Bentot Jr. (born Luisito "Louie" Garcia Medina; January 8, 1970 – May 2, 2016) was a Filipino actor, and the adopted son of the late comedian Bentot. He had an older brother, Nick Medina, who is also known as Bentot Jr.

Background
Bentot Jr.'s first movie role was at the age of 3.5 yrs old and made 14 more movies up until 1985, when he left the film industry in favor of his studies. He returned to the industry in 2000 up to his last movie, Djagwar in 2011. He played "Lando" in Philippines' movie Panday. He made his first international appearance in the Bruceploitation movie The Return of Bruce with Bruce Le and Elizabeth Oropesa.

He won his first award in 1977 Metro Manila Film Festival as Best Child Performer from the movie Ang Lalake, Ang Alamat at ang Baril with actor Fernando Poe Jr. He has received three more trophies for the movies Tatak ng Tondo (1978), Ang Lihim ng Guadalupe (1979), Hoy Tukso Layuan Mo Ako (1980), with awards in 1978 as MMFF-Best Child Performer and two awards from FAMAS as Best Child Actor, respectively.

Personal life
Louie was a graduate of Far Eastern University, BSC Major in Management. He married at the age of 20 to Joni Peralta, became the father of two children, and then separated after three years. He was in a relationship with Teresa. They had one child together.

▶ _Material shown_:
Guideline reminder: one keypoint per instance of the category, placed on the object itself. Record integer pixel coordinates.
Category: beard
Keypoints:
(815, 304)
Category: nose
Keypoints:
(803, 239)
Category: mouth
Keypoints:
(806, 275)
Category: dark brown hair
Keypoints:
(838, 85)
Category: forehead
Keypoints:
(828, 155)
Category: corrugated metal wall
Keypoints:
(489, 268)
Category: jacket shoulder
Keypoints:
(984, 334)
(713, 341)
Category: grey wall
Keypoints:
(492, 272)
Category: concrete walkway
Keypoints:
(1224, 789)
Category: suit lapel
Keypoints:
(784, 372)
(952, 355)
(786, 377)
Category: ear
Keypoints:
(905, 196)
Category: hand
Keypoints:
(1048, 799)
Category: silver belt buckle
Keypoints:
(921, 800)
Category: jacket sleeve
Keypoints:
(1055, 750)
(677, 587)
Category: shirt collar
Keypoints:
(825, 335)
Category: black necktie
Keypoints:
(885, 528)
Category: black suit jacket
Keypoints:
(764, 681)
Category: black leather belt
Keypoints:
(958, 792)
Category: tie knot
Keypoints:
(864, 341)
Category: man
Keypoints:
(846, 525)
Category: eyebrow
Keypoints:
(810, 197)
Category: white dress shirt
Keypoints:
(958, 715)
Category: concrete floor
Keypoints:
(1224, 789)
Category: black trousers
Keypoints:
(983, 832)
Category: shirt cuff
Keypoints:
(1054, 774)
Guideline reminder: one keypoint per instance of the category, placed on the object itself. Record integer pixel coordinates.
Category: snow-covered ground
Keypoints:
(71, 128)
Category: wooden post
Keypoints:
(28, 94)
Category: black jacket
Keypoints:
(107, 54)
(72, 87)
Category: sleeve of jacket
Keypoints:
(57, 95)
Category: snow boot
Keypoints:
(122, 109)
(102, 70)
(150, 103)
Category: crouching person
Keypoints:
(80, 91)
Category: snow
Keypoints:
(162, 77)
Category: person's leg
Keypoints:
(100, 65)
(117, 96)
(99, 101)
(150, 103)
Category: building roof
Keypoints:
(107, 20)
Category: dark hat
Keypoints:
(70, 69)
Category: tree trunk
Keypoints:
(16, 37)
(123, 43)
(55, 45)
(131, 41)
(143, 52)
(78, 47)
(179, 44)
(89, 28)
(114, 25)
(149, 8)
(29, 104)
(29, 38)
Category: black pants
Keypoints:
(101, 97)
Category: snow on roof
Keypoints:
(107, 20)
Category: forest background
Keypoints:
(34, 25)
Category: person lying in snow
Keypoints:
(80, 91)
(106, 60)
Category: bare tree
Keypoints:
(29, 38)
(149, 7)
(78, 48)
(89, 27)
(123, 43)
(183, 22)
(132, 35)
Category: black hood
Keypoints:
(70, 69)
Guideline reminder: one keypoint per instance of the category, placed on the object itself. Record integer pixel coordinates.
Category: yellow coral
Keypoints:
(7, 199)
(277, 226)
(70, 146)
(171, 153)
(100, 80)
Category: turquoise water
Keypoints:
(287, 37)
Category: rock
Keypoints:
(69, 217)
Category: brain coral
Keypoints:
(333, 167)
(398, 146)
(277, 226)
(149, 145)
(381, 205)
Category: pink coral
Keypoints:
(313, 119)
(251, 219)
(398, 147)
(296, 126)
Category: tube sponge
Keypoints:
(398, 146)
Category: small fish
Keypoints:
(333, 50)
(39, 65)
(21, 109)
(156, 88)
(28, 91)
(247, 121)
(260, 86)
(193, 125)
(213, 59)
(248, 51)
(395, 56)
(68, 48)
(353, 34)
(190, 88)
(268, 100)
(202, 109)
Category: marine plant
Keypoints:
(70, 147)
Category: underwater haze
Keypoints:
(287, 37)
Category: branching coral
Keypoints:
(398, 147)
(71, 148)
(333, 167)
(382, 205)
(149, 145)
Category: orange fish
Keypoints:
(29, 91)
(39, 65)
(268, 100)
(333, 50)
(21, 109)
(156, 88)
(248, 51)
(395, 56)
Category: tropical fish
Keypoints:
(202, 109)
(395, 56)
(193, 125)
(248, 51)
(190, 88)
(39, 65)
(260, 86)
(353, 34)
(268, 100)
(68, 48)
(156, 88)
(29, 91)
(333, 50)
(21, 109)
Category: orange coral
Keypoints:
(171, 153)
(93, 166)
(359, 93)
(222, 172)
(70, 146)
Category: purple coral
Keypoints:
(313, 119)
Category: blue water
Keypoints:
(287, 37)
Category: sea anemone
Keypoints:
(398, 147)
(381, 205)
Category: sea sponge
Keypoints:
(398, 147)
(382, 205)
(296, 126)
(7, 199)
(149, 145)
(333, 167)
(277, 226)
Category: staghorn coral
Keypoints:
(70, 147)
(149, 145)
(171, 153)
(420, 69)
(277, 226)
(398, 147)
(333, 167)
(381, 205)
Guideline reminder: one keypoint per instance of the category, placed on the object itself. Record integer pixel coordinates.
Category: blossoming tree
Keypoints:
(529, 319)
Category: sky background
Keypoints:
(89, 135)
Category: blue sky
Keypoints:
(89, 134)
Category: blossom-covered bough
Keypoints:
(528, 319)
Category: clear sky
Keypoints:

▶ _Problem details_:
Reproduce word for word the part of the Bentot Jr. biography that begins with the words "Personal life" and ends with the words "one child together.".

▶ _Answer in full_:
Personal life
Louie was a graduate of Far Eastern University, BSC Major in Management. He married at the age of 20 to Joni Peralta, became the father of two children, and then separated after three years. He was in a relationship with Teresa. They had one child together.